READING PASSAGE:
★ ★ ★

Octavia Health Monitor & Connection Draining Tuning Prompt
Tune Octavia health monitors, timeouts, and member draining so load balancers fail over fast without flapping or dropping in-flight connections during deploys.
- Target user
- Platform engineers tuning OpenStack Octavia load balancer reliability
- Difficulty
- Intermediate
- Tools
- Claude, ChatGPT
The prompt
You are a senior load-balancing engineer who has tuned Octavia health monitors for high-churn services without causing flapping or dropped requests. I will provide: - Listener/pool setup: protocol (HTTP/HTTPS/TCP), member count, lb_algorithm - Current health monitor: type, delay, timeout, max_retries, http path/expected codes - Symptoms: members flapping ONLINE/ERROR, slow failover, connections dropped during rolling deploys - Backend behavior: cold-start latency, graceful shutdown support - Octavia version and amphora driver Your job: 1. **Diagnose flapping vs slow failover** — explain the delay/timeout/max_retries math: how long until a dead member is ejected, and how long until a recovered one returns. Show why aggressive settings cause flapping and lax settings cause slow failover. 2. **Pick the right monitor type** — when HTTP(S) with a real `/healthz` and expected-codes beats a bare TCP check, and how to avoid checking a path that returns 200 even when the app is broken. 3. **Recommend concrete values** — propose delay, timeout, max_retries, and (where supported) max_retries_down for the workload, with the reasoning, and the `openstack loadbalancer healthmonitor set` commands. 4. **Connection draining on deploy** — how to take a member out gracefully: set member `admin_state_up` down or weight 0, wait for in-flight connections to drain, then deploy. Explain HAProxy's behavior inside the amphora during this. 5. **Rolling-deploy choreography** — a step order that drains, deploys, health-checks, and re-enables one member at a time so capacity and in-flight requests are preserved. 6. **Avoid thundering-herd recovery** — how staggered re-enablement and slow-start (where available) prevent a cold backend from being slammed the instant it returns. 7. **Verify** — load-test the failover: kill a member under traffic and measure dropped requests and failover time before/after tuning. Output as: (a) a tuning table with recommended monitor values and rationale, (b) the healthmonitor + member CLI commands, (c) a graceful drain-and-deploy runbook, (d) a failover load-test plan with pass/fail thresholds, (e) anti-patterns (checking `/`, timeouts longer than delay, draining all members at once). Make every recommended number justified by the workload, not a copied default.

★ ★ ★

EXPLORE THE MATERIAL:
(1) Say whether each statement agrees with the Octavia tuning text, answering yes or no and quoting the words that decide it. (a) Claude and ChatGPT are the listed tools. (b) The difficulty is listed as advanced. (c) The prompt accepts copied default values as recommended numbers.
(2) Please retype the Octavia tuning text, beginning at the words "Octavia Health Monitor &" and stopping after the words "connections during deploys.".
(3) Translate this sentence from the Octavia tuning text into Spanish: "Tune Octavia health monitors, timeouts, and member draining so load balancers fail over fast without flapping or dropping in-flight connections during deploys."

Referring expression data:
★ ★ ★

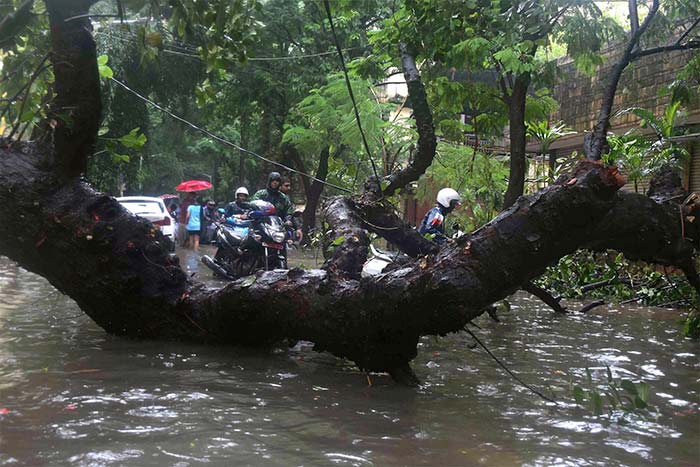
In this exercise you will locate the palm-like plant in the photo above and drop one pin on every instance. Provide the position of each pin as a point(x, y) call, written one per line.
point(647, 157)
point(547, 134)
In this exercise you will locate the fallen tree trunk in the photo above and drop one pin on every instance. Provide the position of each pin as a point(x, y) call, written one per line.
point(119, 270)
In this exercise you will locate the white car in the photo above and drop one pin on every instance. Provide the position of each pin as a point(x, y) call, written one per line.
point(152, 209)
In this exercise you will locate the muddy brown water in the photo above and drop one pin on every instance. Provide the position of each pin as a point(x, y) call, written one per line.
point(72, 395)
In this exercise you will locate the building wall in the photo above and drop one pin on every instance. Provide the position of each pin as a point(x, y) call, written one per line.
point(580, 98)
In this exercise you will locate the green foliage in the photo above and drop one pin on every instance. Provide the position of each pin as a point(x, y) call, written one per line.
point(546, 134)
point(105, 71)
point(636, 155)
point(691, 325)
point(625, 280)
point(619, 397)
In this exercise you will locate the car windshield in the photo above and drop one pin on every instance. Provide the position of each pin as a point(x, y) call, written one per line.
point(141, 206)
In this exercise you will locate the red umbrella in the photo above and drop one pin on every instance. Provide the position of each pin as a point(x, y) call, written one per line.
point(193, 185)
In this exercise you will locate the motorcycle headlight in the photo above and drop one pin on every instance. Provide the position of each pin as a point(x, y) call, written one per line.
point(278, 237)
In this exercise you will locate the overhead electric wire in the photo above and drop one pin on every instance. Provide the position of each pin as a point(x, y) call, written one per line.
point(189, 50)
point(224, 141)
point(352, 95)
point(502, 365)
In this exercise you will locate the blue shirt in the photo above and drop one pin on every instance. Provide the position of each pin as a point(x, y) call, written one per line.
point(434, 223)
point(194, 210)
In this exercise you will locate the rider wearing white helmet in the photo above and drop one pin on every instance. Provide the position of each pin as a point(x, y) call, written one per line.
point(240, 205)
point(434, 221)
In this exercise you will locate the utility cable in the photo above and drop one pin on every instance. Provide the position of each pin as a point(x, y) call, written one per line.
point(502, 365)
point(352, 95)
point(189, 50)
point(225, 142)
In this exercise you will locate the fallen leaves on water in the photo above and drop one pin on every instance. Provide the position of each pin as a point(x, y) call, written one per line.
point(250, 280)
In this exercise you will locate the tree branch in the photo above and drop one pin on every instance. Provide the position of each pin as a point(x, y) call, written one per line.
point(427, 142)
point(15, 21)
point(77, 107)
point(687, 31)
point(596, 143)
point(634, 15)
point(666, 48)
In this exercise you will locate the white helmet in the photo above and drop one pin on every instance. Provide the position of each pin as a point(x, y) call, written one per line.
point(446, 196)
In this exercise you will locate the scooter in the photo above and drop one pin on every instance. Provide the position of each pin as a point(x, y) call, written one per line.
point(249, 245)
point(378, 260)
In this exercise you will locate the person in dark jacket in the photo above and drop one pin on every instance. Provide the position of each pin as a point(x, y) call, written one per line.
point(273, 195)
point(434, 221)
point(240, 205)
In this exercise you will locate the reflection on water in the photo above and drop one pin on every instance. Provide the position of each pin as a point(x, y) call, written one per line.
point(70, 394)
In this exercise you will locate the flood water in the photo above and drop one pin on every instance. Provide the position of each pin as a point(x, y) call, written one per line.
point(72, 395)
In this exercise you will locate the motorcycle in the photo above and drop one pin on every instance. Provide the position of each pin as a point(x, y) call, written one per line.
point(249, 245)
point(378, 259)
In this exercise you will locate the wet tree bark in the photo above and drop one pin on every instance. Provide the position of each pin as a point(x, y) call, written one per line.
point(119, 270)
point(518, 141)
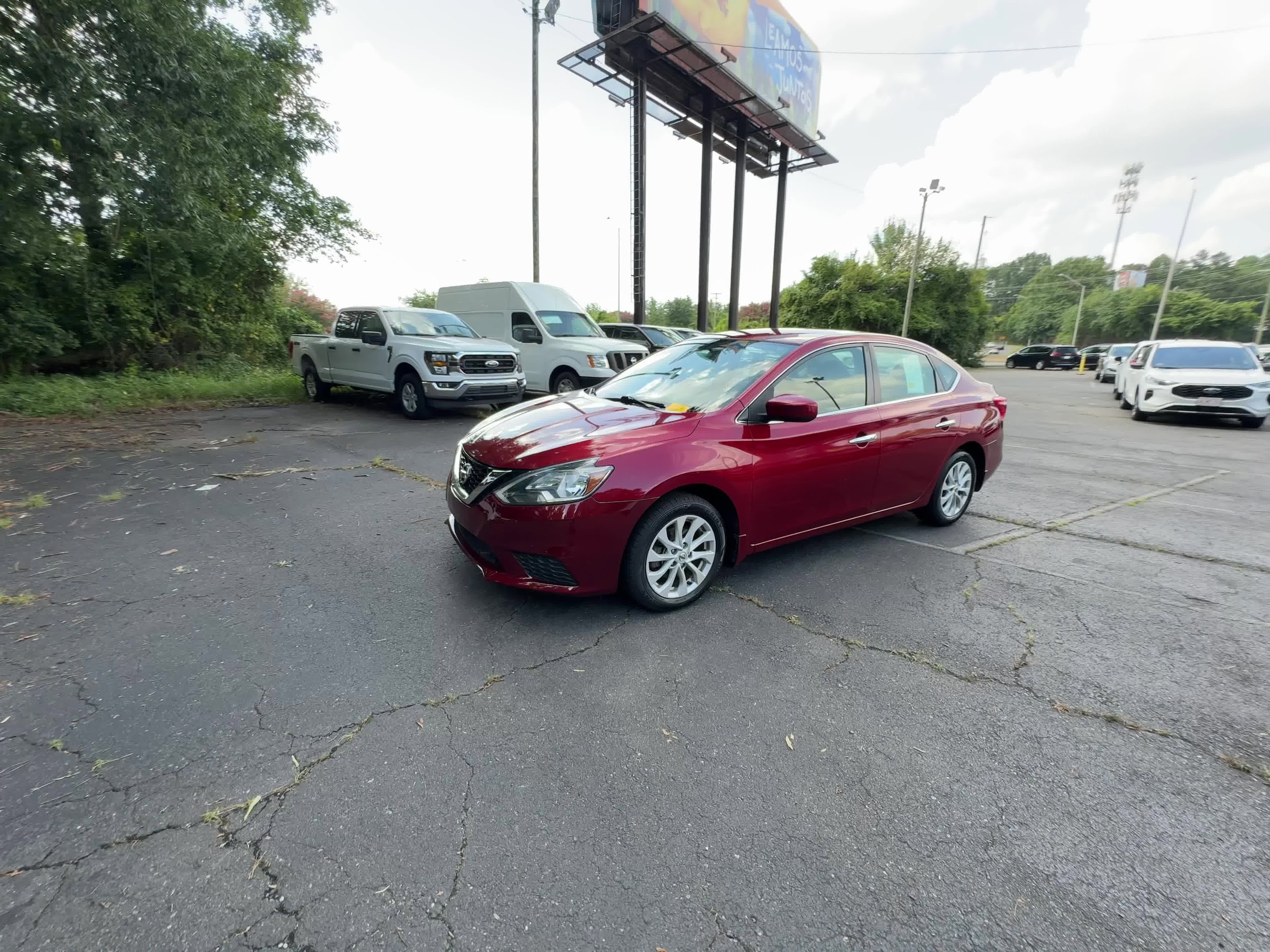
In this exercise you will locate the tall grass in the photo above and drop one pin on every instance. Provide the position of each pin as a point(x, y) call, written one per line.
point(62, 394)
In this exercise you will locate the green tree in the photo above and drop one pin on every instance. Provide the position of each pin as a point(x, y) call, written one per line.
point(421, 299)
point(151, 178)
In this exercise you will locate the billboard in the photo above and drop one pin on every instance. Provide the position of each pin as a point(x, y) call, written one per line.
point(773, 54)
point(1131, 280)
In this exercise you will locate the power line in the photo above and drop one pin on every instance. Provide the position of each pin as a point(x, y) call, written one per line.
point(996, 50)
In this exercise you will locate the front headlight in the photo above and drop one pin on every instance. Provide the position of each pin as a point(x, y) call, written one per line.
point(569, 483)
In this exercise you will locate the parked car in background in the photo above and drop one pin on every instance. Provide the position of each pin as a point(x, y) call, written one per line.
point(562, 348)
point(1043, 357)
point(1197, 377)
point(651, 336)
point(714, 450)
point(1091, 354)
point(1110, 361)
point(427, 358)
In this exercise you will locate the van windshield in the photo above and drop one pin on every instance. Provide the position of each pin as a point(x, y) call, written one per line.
point(428, 324)
point(567, 324)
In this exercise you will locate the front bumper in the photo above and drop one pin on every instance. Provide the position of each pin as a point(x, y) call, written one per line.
point(1162, 400)
point(468, 390)
point(585, 540)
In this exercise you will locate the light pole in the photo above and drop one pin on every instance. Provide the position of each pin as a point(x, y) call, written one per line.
point(934, 189)
point(1172, 267)
point(1124, 200)
point(1080, 308)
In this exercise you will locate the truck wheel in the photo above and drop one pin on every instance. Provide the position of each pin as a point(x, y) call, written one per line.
point(315, 386)
point(565, 382)
point(410, 397)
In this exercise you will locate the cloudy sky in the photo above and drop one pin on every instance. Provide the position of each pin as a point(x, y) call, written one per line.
point(432, 101)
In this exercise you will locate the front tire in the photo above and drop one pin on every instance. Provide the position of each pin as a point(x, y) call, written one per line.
point(953, 493)
point(315, 387)
point(410, 397)
point(675, 552)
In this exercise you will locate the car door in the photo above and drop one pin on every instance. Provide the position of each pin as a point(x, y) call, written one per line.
point(535, 354)
point(920, 427)
point(339, 348)
point(812, 475)
point(369, 364)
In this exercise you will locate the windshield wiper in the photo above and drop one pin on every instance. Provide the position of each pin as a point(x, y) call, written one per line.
point(637, 402)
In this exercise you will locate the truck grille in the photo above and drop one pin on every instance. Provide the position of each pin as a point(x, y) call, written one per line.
point(620, 359)
point(474, 365)
point(1193, 391)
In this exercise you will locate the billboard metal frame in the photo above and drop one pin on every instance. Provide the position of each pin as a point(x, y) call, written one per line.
point(686, 87)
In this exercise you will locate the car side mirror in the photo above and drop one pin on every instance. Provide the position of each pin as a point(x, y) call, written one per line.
point(791, 409)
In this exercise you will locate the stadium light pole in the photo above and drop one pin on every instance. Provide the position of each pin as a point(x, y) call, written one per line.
point(1172, 267)
point(934, 189)
point(1124, 200)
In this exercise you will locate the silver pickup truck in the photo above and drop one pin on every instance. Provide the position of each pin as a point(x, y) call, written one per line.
point(428, 358)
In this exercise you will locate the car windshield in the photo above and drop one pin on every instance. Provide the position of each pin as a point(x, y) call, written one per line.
point(568, 324)
point(697, 376)
point(431, 324)
point(1204, 358)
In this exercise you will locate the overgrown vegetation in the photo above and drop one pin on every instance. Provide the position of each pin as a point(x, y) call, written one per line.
point(151, 181)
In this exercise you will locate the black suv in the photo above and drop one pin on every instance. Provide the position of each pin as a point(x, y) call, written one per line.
point(1042, 357)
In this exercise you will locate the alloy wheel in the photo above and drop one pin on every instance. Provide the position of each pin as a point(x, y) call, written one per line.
point(681, 556)
point(956, 489)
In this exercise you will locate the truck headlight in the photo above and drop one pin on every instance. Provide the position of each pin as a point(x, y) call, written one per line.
point(569, 483)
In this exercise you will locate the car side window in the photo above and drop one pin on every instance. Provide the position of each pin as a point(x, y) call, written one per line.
point(836, 380)
point(347, 324)
point(902, 374)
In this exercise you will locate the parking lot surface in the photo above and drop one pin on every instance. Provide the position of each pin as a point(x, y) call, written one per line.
point(253, 696)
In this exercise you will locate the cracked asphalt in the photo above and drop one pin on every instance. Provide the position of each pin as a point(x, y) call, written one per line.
point(253, 697)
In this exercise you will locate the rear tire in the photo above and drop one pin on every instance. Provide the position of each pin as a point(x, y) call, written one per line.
point(674, 554)
point(412, 399)
point(953, 491)
point(315, 386)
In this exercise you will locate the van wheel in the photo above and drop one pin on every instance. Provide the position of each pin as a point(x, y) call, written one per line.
point(675, 552)
point(315, 387)
point(565, 382)
point(410, 397)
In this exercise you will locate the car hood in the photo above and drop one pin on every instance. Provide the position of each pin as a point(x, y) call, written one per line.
point(560, 430)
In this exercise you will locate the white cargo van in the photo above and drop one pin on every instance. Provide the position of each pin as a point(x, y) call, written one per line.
point(562, 348)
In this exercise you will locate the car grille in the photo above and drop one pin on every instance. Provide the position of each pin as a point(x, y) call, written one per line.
point(474, 365)
point(620, 361)
point(547, 569)
point(1193, 391)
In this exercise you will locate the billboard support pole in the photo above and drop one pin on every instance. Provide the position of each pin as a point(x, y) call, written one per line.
point(707, 202)
point(774, 309)
point(738, 219)
point(639, 189)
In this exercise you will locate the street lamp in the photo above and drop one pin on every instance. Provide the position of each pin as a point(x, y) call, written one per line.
point(1078, 308)
point(933, 189)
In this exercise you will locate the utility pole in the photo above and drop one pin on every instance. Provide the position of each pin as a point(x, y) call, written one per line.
point(1124, 200)
point(1172, 267)
point(934, 189)
point(978, 252)
point(553, 6)
point(1265, 309)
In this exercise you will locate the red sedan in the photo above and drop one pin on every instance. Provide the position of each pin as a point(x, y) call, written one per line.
point(717, 448)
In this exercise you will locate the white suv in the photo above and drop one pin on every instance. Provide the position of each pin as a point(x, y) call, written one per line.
point(1207, 377)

★ ★ ★

LIST OF ANSWERS:
(1)
(a) Yes: "Claude, ChatGPT"
(b) No: "Intermediate"
(c) No: "Make every recommended number justified by the workload, not a copied default."

(2)
Octavia Health Monitor & Connection Draining Tuning Prompt
Tune Octavia health monitors, timeouts, and member draining so load balancers fail over fast without flapping or dropping in-flight connections during deploys.

(3) Ajusta los monitores de estado, los tiempos de espera y el drenaje de miembros de Octavia para que los balanceadores de carga conmuten por error rápidamente sin oscilar ni descartar conexiones en curso durante los despliegues.